Starting at the line containing "task: segment every instance of the blue sky" and stopping after the line containing "70 48 L 139", copy those lines of the entries with "blue sky" switched to "clear sky" and nothing else changed.

Given records.

%%

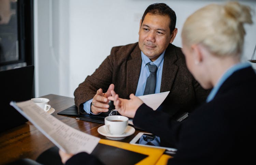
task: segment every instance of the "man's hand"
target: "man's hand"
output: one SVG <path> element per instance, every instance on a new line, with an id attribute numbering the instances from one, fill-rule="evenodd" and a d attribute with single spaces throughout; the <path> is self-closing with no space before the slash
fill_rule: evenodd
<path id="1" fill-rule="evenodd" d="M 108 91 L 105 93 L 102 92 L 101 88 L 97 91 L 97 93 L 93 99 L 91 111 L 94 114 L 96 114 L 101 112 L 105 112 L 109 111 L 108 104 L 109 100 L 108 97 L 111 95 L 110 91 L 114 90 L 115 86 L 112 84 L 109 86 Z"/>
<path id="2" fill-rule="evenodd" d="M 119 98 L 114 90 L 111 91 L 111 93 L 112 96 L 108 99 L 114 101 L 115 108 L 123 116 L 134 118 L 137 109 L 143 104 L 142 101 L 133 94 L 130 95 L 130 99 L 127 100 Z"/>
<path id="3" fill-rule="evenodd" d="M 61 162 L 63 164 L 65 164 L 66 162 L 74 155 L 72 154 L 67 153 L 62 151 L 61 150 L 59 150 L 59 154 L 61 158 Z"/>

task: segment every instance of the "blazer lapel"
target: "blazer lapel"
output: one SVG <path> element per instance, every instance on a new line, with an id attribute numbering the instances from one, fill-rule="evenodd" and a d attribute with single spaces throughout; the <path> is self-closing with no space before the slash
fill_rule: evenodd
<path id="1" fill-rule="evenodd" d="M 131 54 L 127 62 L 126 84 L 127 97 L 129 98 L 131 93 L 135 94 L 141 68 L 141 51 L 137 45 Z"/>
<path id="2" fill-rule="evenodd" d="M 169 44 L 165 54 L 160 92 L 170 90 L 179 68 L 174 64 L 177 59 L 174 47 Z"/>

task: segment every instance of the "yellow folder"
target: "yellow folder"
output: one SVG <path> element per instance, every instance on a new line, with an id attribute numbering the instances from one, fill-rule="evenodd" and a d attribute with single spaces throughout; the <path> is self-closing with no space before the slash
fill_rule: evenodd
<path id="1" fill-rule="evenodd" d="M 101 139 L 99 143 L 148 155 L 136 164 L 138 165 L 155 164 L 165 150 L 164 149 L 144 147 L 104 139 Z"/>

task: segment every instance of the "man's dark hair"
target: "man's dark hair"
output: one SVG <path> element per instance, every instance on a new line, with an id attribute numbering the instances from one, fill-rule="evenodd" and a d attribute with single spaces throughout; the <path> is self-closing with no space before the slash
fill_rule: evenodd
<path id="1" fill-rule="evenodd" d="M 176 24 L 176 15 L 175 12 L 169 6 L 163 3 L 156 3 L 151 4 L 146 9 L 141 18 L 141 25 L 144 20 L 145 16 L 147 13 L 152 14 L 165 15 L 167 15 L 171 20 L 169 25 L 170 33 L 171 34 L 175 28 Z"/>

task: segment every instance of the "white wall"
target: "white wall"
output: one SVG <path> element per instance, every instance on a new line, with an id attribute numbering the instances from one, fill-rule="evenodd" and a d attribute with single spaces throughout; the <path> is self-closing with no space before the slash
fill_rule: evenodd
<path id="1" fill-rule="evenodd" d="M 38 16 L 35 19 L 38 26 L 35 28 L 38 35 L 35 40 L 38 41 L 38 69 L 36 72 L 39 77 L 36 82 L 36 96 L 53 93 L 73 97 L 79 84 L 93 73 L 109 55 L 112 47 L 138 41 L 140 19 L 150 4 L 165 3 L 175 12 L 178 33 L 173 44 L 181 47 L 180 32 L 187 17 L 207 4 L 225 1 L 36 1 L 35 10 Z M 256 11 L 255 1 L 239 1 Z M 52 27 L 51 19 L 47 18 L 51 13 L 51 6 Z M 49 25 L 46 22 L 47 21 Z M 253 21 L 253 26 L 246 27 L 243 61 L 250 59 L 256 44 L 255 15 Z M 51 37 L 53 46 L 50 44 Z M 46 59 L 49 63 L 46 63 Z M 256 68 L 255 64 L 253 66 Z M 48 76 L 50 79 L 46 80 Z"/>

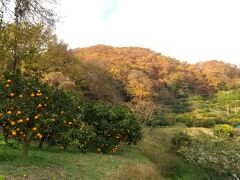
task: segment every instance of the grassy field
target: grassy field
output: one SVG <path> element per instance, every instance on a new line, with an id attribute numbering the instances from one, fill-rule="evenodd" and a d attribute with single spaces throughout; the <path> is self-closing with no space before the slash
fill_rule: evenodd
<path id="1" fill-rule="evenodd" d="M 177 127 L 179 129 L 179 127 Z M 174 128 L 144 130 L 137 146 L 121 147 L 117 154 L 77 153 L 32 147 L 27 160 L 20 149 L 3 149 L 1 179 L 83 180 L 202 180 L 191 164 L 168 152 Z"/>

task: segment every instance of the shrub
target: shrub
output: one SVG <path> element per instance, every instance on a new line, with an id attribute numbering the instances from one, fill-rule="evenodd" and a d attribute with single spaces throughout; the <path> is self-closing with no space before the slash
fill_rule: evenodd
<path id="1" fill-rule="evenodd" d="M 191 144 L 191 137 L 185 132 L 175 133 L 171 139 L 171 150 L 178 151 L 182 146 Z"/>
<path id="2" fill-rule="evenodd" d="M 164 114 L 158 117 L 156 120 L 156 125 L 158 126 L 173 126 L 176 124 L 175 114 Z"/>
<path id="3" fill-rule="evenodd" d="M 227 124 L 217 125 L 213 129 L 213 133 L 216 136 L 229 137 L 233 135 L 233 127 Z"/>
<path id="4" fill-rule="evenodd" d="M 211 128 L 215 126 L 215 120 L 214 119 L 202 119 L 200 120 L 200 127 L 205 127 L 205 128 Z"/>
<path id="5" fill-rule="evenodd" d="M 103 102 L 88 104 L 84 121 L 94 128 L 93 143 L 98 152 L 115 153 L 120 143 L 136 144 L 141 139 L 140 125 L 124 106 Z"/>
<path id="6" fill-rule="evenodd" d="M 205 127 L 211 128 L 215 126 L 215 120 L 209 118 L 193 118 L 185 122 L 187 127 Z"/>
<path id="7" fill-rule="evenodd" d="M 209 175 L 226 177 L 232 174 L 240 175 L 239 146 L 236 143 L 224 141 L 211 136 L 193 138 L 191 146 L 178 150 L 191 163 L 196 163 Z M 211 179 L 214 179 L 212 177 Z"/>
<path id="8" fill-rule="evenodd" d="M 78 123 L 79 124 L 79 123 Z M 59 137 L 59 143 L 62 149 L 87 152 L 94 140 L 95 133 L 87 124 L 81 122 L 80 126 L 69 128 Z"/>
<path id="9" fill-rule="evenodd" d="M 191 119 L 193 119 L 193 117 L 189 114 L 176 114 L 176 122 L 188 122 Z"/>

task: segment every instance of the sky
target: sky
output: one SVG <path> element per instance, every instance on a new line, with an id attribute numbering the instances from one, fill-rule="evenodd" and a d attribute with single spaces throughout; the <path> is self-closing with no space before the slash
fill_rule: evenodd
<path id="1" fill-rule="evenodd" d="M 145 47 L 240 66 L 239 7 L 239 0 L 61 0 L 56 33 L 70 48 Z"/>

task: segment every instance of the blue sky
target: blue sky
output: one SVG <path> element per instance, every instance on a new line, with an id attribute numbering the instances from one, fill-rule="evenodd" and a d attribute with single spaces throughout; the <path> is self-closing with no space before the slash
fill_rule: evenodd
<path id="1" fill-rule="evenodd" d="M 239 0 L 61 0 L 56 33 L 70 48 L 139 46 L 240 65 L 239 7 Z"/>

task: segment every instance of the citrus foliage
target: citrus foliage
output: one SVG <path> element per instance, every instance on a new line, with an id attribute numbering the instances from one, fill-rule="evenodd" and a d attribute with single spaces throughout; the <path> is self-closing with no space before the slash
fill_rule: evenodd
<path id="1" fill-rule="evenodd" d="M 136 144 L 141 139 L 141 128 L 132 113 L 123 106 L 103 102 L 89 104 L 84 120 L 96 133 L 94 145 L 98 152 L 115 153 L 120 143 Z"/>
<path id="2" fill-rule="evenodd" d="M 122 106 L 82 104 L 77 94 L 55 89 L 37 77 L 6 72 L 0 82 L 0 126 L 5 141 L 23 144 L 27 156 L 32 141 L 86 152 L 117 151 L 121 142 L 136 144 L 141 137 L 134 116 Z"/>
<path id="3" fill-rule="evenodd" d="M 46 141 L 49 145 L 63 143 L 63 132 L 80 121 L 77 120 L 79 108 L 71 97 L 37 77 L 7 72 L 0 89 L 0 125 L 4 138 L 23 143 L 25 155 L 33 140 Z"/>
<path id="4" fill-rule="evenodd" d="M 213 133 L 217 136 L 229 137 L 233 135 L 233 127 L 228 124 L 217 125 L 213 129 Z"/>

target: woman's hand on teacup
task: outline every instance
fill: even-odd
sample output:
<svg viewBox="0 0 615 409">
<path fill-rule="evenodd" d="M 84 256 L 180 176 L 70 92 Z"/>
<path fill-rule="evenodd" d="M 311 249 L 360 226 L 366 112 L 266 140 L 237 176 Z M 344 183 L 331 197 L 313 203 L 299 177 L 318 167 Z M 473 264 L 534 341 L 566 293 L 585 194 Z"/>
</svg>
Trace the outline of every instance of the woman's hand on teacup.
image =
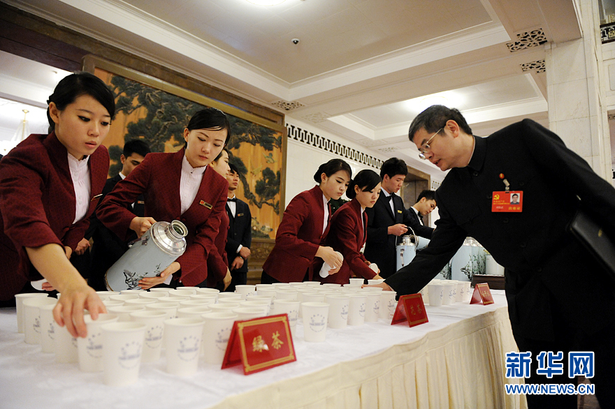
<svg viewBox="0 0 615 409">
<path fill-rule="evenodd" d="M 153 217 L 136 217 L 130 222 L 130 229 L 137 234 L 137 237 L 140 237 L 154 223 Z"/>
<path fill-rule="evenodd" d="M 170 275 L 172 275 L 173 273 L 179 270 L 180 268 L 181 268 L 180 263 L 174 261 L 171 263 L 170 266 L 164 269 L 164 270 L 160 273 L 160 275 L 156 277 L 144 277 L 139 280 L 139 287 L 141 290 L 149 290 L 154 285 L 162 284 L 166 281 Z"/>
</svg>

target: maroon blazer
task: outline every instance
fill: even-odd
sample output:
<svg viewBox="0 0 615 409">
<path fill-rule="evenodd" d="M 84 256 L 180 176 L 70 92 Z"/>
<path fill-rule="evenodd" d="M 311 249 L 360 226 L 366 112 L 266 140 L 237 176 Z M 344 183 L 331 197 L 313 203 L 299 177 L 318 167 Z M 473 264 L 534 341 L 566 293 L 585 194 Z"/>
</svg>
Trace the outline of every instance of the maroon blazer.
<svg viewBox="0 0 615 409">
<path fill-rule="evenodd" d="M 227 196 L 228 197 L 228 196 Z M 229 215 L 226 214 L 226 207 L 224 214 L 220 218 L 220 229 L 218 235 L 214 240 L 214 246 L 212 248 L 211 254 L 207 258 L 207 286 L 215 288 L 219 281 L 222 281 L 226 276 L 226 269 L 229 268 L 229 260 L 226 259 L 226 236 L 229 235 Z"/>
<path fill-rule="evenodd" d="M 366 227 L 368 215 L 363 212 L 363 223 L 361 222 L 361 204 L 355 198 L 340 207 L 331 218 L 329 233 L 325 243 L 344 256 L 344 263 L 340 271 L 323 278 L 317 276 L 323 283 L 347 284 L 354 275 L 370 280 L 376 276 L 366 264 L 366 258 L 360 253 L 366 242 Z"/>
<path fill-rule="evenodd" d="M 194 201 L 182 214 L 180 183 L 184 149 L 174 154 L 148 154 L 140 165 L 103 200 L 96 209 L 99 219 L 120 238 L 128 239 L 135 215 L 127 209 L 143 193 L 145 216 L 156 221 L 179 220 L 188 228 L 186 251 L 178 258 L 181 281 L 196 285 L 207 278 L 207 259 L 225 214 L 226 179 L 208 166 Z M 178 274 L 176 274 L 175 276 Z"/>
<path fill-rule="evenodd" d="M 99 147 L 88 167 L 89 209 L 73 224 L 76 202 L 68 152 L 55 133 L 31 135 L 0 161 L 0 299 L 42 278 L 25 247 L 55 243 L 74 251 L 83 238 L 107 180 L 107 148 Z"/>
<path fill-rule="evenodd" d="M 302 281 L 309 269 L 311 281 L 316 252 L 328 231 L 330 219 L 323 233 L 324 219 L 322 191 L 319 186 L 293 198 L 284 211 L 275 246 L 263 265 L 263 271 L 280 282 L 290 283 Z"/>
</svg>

%%

Reply.
task: segment every instance of the clear sky
target: clear sky
output: one SVG <path> element per instance, every instance on a new line, with an id attribute numbering the instances from one, fill-rule="evenodd" and a d attribute with single spaces throughout; the <path> is self-closing with no space before the slash
fill_rule: evenodd
<path id="1" fill-rule="evenodd" d="M 239 0 L 61 0 L 56 33 L 70 48 L 139 46 L 240 65 L 239 7 Z"/>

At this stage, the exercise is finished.